_EXTRAIT PROPOSÉ_.
══════════════════════════════
Tel étant le seul genre de vérité recherchée par l’art, il ne peut l’obtenir que par la perception et par le sentiment ; aucunement par le raisonnement ou par l’opinion des autres. Rien ne doit s’interposer entre la nature et l’œil de l'artiste, entre Dieu et l’âme de l’artiste. Aucune supposition, aucun on-dit, — fût-il des plus subtils et des plus sages, — ne doit surgir entre l’univers et le témoinage apporté par l’artiste à la nature visible. Tout le mérite de ce témoignage, sa pureté, sa puissance dépendent de l’assurance personnelle de celui qui l’émet, sa victoire tient à la véracité du mot : vidi.

La fonction de l’artiste, en ce monde, est d’être une créature voyante et vibrante, un instrument si tendre, si sensitif, qu’aucune ombre, aucune lumière, aucune ligne aucune expression fugitive dans les objets visibles ne puisse être oubliée ou se flétrir dans le livre de mémoire. Son rôle n’est pas de penser, de juger, d’argumenter ou de savoir : le cabinet de travail, la barre du juge, la bibliothèque sont faits pour d’autres hommes , pour d’autres travaux.

Il pourra penser ou raisonner, de temps en temps, (Quand il en aura le loisir ; acquérir les fragments de science qu’il pourra récolter sans se courber, ou atteindre sans effort, mais aucune de ces choses n’est faite pour lui. Sa vie n’a que deux buts : voir, sentir.


Mais — objectera peut-être le lecteur — un des résultats de la science n’est-il pas d’ouvrir les yeux, de leur faire apercevoir des choses qu’ils auraient ignorées si elle ne les eût fait connaître ?
══════════════════════════════
Données provenant d'une source:
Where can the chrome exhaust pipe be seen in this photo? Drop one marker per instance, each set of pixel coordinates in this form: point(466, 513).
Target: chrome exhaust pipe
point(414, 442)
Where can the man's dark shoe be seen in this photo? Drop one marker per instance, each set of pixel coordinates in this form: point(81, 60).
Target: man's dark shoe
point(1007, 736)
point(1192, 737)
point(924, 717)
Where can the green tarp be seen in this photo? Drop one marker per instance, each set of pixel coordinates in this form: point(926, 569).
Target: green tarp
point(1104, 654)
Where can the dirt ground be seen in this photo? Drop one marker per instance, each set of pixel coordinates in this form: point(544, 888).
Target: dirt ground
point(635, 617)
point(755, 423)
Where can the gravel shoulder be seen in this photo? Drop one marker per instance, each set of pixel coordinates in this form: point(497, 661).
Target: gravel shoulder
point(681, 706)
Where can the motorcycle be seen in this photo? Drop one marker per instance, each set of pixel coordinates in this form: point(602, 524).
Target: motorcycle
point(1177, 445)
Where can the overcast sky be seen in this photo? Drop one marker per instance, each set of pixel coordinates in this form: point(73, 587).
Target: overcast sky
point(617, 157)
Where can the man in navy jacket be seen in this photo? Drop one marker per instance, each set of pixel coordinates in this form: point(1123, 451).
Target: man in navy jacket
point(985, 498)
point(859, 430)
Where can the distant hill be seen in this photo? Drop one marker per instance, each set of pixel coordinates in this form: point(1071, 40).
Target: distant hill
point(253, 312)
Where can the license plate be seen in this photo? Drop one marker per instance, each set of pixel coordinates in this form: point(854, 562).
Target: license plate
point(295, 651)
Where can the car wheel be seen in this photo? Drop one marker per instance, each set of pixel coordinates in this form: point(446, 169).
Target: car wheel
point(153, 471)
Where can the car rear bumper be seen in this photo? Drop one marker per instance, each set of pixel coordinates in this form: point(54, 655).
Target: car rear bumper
══════════════════════════════
_VOS CONSIGNES_.
(a) Dans le texte sur l'art et l'artiste, relevez les verbes qui suivent « Son rôle n'est pas de ».
(b) Reprenez, s'il vous plaît, le texte sur l'art et l'artiste à la suite de sa dernière phrase.

_RÉSULTATS DE L'EXERCICE_.
(a) penser, juger, argumenter, savoir

(b)
Cela ne peut être dit ou cru que par ceux qui ignorent ce qu’est la faculté de vision d’un grand artiste, comparée à celle des autres hommes. Il n’y a pas un grand peintre, un grand ouvrier dans n’importe quel art qui ne découvre, dans un simple coup d'oeil, plus que ne lui en auraient appris de longues heures de travail.

Chaque homme est doué en vue de son œuvre. A celui qui doit être un homme d’étude, Dieu donne les facultés de réflexion, de logique, de déduction — à l’artiste, il donne les facultés de perception qui éprouvent et conservent les sensations. Et l’un de ces hommes serait incapable d’accomplir l’œuvre de l’autre, ni même de la comprendre.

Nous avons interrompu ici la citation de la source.